§ GIVEN REQUEST
Transcribe nothing but the lines from the one with "outline white wall, every instance" to the end of the entries, both included, keeping each exact and leaving every picture out.

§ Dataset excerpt
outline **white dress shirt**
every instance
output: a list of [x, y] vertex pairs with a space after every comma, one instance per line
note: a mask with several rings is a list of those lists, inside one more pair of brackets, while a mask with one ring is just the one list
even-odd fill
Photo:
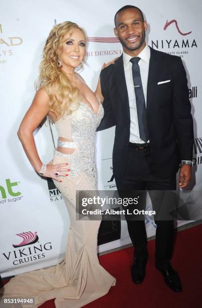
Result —
[[[142, 50], [137, 56], [141, 58], [138, 62], [138, 64], [140, 66], [140, 75], [141, 76], [142, 87], [146, 105], [147, 81], [149, 73], [149, 60], [150, 59], [150, 49], [148, 45], [145, 46], [144, 49]], [[134, 142], [135, 143], [144, 143], [145, 142], [140, 138], [136, 100], [135, 98], [132, 70], [133, 64], [131, 62], [130, 62], [130, 60], [132, 57], [133, 57], [131, 56], [124, 52], [124, 51], [123, 51], [124, 72], [129, 100], [131, 118], [129, 141], [130, 142]], [[149, 142], [149, 140], [148, 140], [148, 142]]]

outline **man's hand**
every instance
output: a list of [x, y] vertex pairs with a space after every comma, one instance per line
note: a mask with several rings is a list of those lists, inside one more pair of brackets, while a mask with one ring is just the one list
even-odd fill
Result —
[[191, 178], [191, 166], [182, 165], [179, 172], [178, 187], [180, 188], [187, 187]]

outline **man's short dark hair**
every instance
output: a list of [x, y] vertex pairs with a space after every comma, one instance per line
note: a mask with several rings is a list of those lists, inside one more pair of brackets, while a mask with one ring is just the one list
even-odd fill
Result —
[[139, 12], [140, 13], [140, 15], [141, 16], [141, 19], [142, 19], [142, 21], [144, 21], [144, 16], [143, 16], [143, 14], [142, 14], [142, 11], [139, 8], [137, 8], [137, 7], [134, 7], [134, 6], [125, 6], [125, 7], [123, 7], [123, 8], [121, 8], [121, 9], [120, 9], [119, 10], [119, 11], [118, 11], [117, 12], [117, 13], [115, 14], [115, 27], [116, 28], [117, 28], [117, 25], [116, 24], [116, 18], [117, 17], [117, 14], [120, 12], [121, 12], [122, 11], [124, 11], [124, 10], [126, 10], [127, 9], [136, 9], [136, 10], [138, 10], [139, 11]]

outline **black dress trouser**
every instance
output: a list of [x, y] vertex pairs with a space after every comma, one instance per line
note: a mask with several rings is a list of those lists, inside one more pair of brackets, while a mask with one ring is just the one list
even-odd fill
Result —
[[[121, 197], [137, 196], [138, 190], [173, 191], [176, 187], [176, 175], [171, 178], [163, 179], [157, 174], [149, 147], [147, 150], [129, 147], [126, 172], [121, 178], [115, 177], [115, 180]], [[154, 209], [155, 204], [152, 198], [151, 200]], [[142, 204], [141, 207], [140, 209], [142, 209]], [[138, 205], [135, 207], [138, 209]], [[135, 247], [134, 257], [142, 261], [148, 257], [147, 237], [143, 217], [141, 220], [131, 220], [126, 216], [129, 234]], [[154, 220], [157, 225], [155, 264], [159, 268], [163, 269], [167, 266], [171, 258], [174, 219]]]

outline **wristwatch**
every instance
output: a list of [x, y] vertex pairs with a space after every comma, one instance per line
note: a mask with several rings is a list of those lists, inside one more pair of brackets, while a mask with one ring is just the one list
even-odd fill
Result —
[[41, 166], [40, 172], [39, 173], [39, 175], [43, 175], [46, 170], [46, 165], [43, 164], [42, 166]]
[[182, 165], [189, 165], [190, 166], [193, 166], [192, 161], [181, 161], [181, 166]]

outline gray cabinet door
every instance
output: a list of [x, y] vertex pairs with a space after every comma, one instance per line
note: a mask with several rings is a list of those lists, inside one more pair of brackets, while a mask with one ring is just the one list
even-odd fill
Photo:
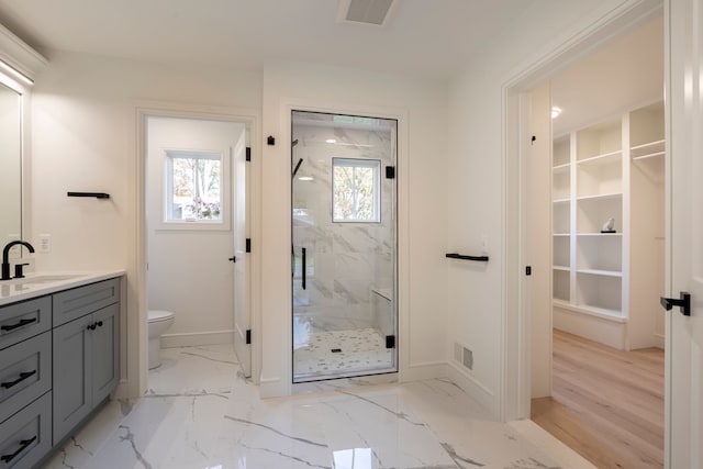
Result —
[[92, 400], [98, 405], [120, 381], [120, 304], [92, 314]]
[[120, 301], [120, 279], [110, 279], [55, 293], [54, 327]]
[[54, 445], [92, 410], [92, 316], [54, 330]]

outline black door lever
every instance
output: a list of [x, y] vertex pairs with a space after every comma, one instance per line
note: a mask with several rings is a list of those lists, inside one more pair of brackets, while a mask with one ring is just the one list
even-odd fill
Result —
[[674, 298], [661, 297], [659, 302], [667, 311], [671, 310], [673, 306], [679, 306], [679, 311], [681, 311], [681, 314], [683, 314], [684, 316], [691, 315], [691, 294], [689, 294], [689, 292], [682, 291], [681, 298], [679, 300]]

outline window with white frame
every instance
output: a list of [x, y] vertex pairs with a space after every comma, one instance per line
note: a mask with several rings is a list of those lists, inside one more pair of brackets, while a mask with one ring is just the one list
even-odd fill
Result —
[[165, 222], [222, 223], [222, 154], [166, 150]]
[[333, 222], [381, 221], [381, 161], [332, 159]]

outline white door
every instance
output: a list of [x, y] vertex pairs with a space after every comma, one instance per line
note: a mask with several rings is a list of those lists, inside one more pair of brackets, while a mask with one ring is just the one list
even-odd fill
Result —
[[521, 135], [523, 304], [529, 310], [531, 398], [537, 399], [551, 395], [551, 85], [540, 85], [524, 101], [529, 122]]
[[691, 294], [691, 316], [668, 313], [668, 467], [703, 468], [703, 0], [669, 0], [671, 266], [668, 297]]
[[234, 147], [234, 350], [246, 377], [252, 376], [249, 309], [249, 204], [247, 187], [249, 167], [246, 161], [246, 132]]

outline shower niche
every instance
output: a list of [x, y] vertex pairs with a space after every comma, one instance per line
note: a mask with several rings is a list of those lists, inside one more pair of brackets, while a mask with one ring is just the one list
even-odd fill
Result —
[[398, 371], [397, 132], [292, 111], [294, 383]]

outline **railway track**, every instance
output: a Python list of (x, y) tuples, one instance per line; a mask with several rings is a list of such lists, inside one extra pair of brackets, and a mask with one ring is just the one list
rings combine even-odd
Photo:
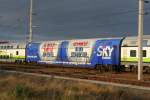
[(137, 81), (137, 74), (135, 73), (102, 73), (95, 69), (79, 67), (74, 68), (60, 67), (56, 65), (1, 63), (0, 69), (150, 87), (149, 74), (144, 74), (143, 81)]

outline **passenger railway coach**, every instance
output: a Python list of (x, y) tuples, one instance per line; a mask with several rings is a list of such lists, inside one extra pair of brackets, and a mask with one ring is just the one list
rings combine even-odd
[(120, 65), (122, 38), (45, 41), (26, 46), (26, 61), (95, 67)]

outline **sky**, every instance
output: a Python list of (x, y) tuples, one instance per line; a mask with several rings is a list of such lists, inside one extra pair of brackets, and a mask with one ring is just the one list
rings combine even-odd
[[(0, 0), (0, 40), (27, 40), (29, 2)], [(138, 0), (33, 0), (33, 41), (137, 35), (137, 23)]]

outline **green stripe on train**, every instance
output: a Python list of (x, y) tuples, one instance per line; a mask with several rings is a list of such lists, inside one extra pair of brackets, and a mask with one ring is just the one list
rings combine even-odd
[[(136, 62), (138, 61), (138, 59), (136, 57), (129, 57), (129, 58), (121, 58), (121, 61)], [(150, 58), (143, 58), (143, 62), (150, 62)]]

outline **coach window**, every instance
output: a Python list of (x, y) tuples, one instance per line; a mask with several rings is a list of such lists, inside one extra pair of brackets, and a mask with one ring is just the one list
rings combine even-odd
[(130, 57), (136, 57), (136, 50), (130, 50)]
[(19, 55), (19, 52), (18, 52), (18, 51), (16, 51), (16, 55)]
[(146, 57), (146, 50), (143, 50), (143, 57)]

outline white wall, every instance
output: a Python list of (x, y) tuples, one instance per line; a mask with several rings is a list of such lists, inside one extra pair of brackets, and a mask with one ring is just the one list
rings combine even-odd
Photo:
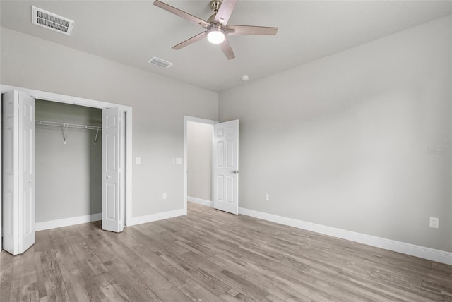
[(220, 121), (240, 120), (240, 207), (452, 251), (451, 25), (221, 93)]
[(187, 123), (187, 195), (212, 200), (212, 125)]
[[(102, 110), (36, 100), (36, 120), (102, 126)], [(37, 125), (35, 221), (102, 212), (102, 132)]]
[(184, 115), (217, 120), (217, 93), (1, 30), (1, 84), (133, 107), (133, 217), (184, 208), (183, 164), (172, 162), (183, 157)]

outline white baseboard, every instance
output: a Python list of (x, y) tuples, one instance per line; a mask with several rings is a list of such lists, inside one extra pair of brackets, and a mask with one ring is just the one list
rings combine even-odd
[(163, 212), (162, 213), (151, 214), (150, 215), (138, 216), (137, 217), (132, 217), (131, 222), (128, 224), (127, 226), (130, 226), (136, 224), (145, 224), (147, 222), (177, 217), (177, 216), (182, 216), (185, 215), (186, 215), (186, 211), (185, 210), (179, 209), (173, 211)]
[(43, 231), (44, 229), (69, 226), (74, 224), (97, 222), (99, 220), (102, 220), (102, 213), (78, 216), (76, 217), (64, 218), (62, 219), (51, 220), (49, 222), (35, 222), (35, 231)]
[(208, 207), (212, 207), (212, 201), (208, 200), (206, 199), (196, 198), (196, 197), (187, 196), (186, 201), (198, 203), (203, 205), (207, 205)]
[(341, 229), (336, 229), (331, 226), (316, 224), (311, 222), (264, 213), (253, 210), (239, 208), (239, 214), (251, 216), (263, 220), (272, 222), (294, 226), (307, 231), (320, 233), (324, 235), (332, 236), (342, 239), (350, 240), (350, 241), (358, 242), (368, 246), (376, 246), (386, 250), (402, 253), (412, 256), (428, 259), (441, 263), (452, 265), (452, 253), (446, 252), (424, 246), (416, 246), (404, 242), (396, 241), (395, 240), (386, 239), (384, 238), (376, 237), (374, 236), (357, 233)]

§ FULL RESPONSE
outline white wall, every instance
output: a Python list of (x, y) tuples, one instance per line; a mask with several rings is a list of such lists, inside one extra pair of brackets, and a mask with one ring is just the one list
rings combine even-odd
Photo:
[(220, 121), (240, 120), (240, 207), (452, 251), (451, 25), (221, 93)]
[(187, 123), (187, 195), (212, 200), (212, 125)]
[[(102, 110), (36, 100), (36, 120), (102, 126)], [(37, 125), (35, 221), (102, 212), (102, 132)]]
[(184, 115), (217, 120), (217, 93), (1, 30), (1, 84), (133, 107), (133, 217), (184, 208), (183, 164), (172, 162), (183, 157)]

outline white baseboard, every instance
output: a Python list of (x, y) tuples, one instance per line; a mask with several rings is a list of such lists, inside one extra pair of brackets, and a mask with one ring is just the one list
rings combine even-odd
[(163, 212), (162, 213), (151, 214), (150, 215), (138, 216), (137, 217), (132, 217), (131, 222), (128, 224), (127, 226), (130, 226), (136, 224), (145, 224), (147, 222), (177, 217), (177, 216), (182, 216), (185, 215), (186, 215), (186, 211), (185, 210), (179, 209), (173, 211)]
[(43, 231), (44, 229), (69, 226), (74, 224), (97, 222), (99, 220), (102, 220), (102, 213), (78, 216), (76, 217), (64, 218), (62, 219), (51, 220), (49, 222), (35, 222), (35, 231)]
[(208, 207), (212, 207), (212, 201), (208, 200), (206, 199), (196, 198), (196, 197), (187, 196), (186, 201), (198, 203), (203, 205), (207, 205)]
[(341, 229), (336, 229), (331, 226), (316, 224), (311, 222), (264, 213), (253, 210), (239, 208), (239, 214), (251, 216), (263, 220), (272, 222), (294, 226), (307, 231), (320, 233), (324, 235), (332, 236), (342, 239), (350, 240), (350, 241), (358, 242), (368, 246), (376, 246), (386, 250), (402, 253), (412, 256), (428, 259), (441, 263), (452, 265), (452, 253), (446, 252), (424, 246), (416, 246), (404, 242), (396, 241), (395, 240), (386, 239), (384, 238), (376, 237), (374, 236), (357, 233)]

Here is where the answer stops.